Pull out each line of the records below that contains the string "post". Case matters.

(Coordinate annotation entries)
◆ ◆ ◆ ◆

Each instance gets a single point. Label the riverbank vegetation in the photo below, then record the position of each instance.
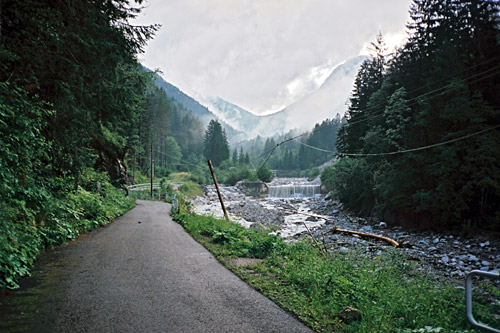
(422, 124)
(347, 292)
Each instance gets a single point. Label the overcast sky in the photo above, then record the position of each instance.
(263, 54)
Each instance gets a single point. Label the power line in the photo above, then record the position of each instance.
(405, 150)
(418, 99)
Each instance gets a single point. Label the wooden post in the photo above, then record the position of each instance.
(217, 188)
(152, 170)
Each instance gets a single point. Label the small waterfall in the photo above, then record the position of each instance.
(293, 191)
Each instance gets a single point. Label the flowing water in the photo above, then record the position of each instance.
(294, 191)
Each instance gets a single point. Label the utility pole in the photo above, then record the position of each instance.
(217, 188)
(152, 169)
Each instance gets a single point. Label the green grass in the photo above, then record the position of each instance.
(63, 219)
(388, 290)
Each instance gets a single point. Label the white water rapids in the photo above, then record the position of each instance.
(288, 198)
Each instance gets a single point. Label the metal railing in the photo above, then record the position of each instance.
(468, 298)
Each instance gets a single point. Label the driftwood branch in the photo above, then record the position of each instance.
(389, 240)
(312, 236)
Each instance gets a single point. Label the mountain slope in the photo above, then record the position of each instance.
(328, 100)
(194, 108)
(331, 98)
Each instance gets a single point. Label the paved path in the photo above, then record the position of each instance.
(138, 277)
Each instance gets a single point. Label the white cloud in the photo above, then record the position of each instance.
(263, 54)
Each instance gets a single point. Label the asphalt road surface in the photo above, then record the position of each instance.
(141, 273)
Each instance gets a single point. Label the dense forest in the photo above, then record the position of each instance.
(71, 96)
(421, 141)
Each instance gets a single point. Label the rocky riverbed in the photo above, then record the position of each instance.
(445, 256)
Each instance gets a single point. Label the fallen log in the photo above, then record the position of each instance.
(389, 240)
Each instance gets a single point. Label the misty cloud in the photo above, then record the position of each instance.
(262, 54)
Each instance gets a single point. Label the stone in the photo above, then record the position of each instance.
(350, 314)
(456, 273)
(366, 229)
(472, 257)
(329, 196)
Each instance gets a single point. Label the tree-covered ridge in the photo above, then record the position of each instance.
(441, 85)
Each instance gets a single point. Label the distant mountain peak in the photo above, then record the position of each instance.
(325, 102)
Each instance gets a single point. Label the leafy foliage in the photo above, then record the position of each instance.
(62, 219)
(70, 95)
(388, 290)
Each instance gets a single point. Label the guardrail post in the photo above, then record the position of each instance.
(174, 202)
(468, 298)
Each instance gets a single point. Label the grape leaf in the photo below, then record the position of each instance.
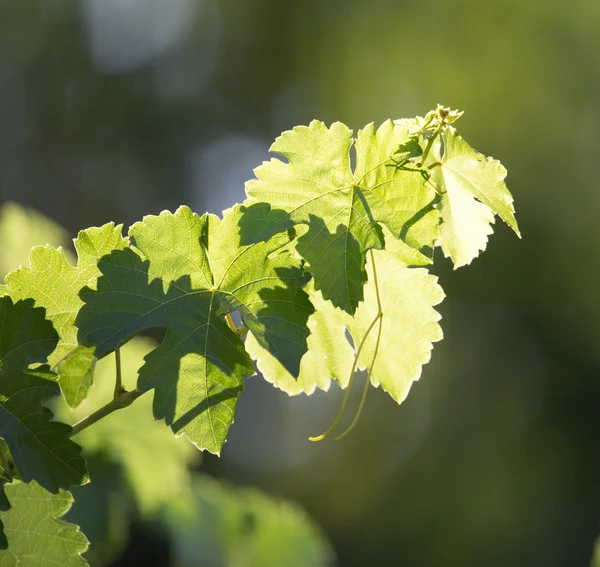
(225, 525)
(41, 448)
(329, 355)
(6, 477)
(20, 230)
(344, 209)
(154, 463)
(55, 284)
(409, 326)
(472, 191)
(184, 274)
(36, 535)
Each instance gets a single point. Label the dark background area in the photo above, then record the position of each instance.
(113, 109)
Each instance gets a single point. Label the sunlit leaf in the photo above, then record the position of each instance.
(344, 209)
(185, 274)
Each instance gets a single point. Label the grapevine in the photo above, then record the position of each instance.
(320, 252)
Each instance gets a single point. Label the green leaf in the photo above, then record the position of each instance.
(153, 462)
(55, 284)
(41, 448)
(329, 355)
(409, 326)
(344, 209)
(36, 535)
(184, 275)
(20, 230)
(472, 190)
(224, 525)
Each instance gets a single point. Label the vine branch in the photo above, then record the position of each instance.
(121, 401)
(119, 380)
(377, 318)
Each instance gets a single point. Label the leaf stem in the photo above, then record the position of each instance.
(230, 323)
(378, 317)
(120, 401)
(119, 381)
(430, 143)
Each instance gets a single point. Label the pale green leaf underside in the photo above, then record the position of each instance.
(344, 209)
(472, 191)
(409, 327)
(184, 274)
(55, 284)
(37, 537)
(41, 447)
(329, 355)
(20, 230)
(154, 463)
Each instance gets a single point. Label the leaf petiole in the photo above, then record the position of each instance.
(121, 401)
(378, 317)
(119, 380)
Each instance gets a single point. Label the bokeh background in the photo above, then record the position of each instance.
(112, 109)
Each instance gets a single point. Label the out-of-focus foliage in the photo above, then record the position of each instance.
(224, 526)
(110, 110)
(36, 534)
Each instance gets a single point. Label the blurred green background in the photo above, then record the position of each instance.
(112, 109)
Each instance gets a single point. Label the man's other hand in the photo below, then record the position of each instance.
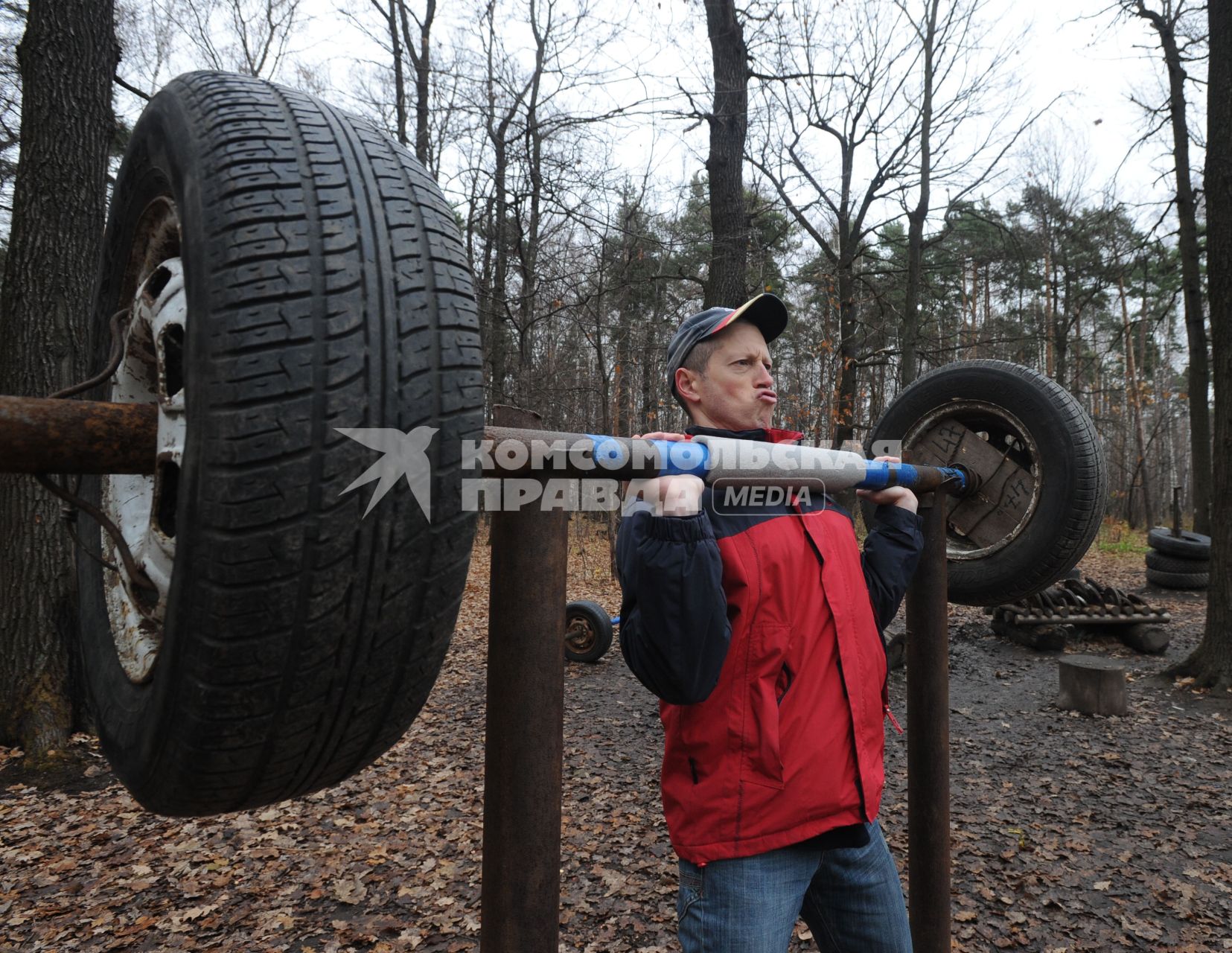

◆ ◆ ◆ ◆

## Result
Each instance gets a single point. Label the wooden post in the photo above, then record the position of each instance.
Each instance gets a single point. Label the guardrail post in the photo above, then record the position of each instance.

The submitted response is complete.